**Task requirements:** Reproduce every line of the entries below, including the requests, but scale each bounding box coordinate in the answers by 1.7 and round to the nearest whole number, with halves rounded up. Omit the pictures from your output.

(Source data)
────────────────
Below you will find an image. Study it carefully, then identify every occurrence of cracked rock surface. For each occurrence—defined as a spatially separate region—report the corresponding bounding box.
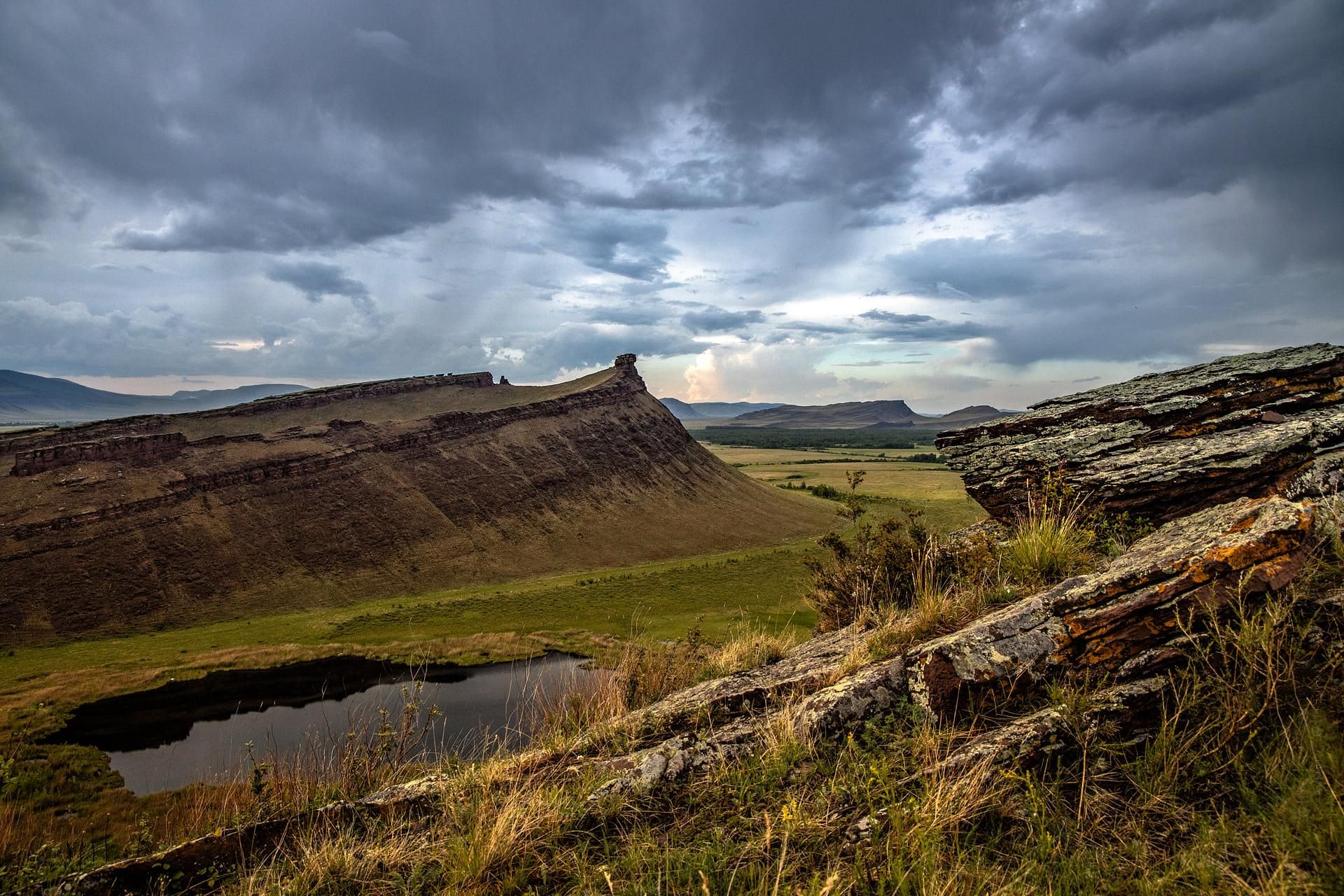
[938,342,1344,522]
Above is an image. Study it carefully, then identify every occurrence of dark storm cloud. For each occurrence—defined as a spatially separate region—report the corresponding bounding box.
[266,262,374,313]
[934,0,1344,259]
[0,0,1344,389]
[550,212,678,282]
[0,1,1007,252]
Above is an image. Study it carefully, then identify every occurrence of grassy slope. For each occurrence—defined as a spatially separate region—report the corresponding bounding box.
[206,507,1344,896]
[0,451,989,881]
[707,444,985,532]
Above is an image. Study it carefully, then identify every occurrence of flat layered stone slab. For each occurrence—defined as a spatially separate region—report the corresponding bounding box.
[938,342,1344,522]
[906,497,1313,718]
────────────────
**Complete response:**
Below you will find an image. Study it carefully, then identify every occurrence of cracked rock surface. For each occurrence—defined as a spatially separate region—report the corresponding bounding box.
[1595,581,2285,887]
Above is an image. Study it carefully, then identify every occurrence of dark storm cloud. For each occurrence—defined as a spatially separate region—report the corresponding bounding box.
[452,445,636,532]
[1588,0,2285,440]
[0,0,2285,661]
[935,360,1153,479]
[0,2,1712,428]
Above is an image. Study it carefully, then identify every occurrence of grassy slope. For each occurrence—defined as a spatially separate region—report the corresponding bounding box.
[350,862,2285,1523]
[0,767,1681,1498]
[1202,755,1675,904]
Above is an image. Study it carefully, then identify every occurrence of flat layered stone slab. For each occurrence—defined as a spatially separate region—report the corresponding bounding box.
[1595,581,2285,887]
[1540,845,2232,1221]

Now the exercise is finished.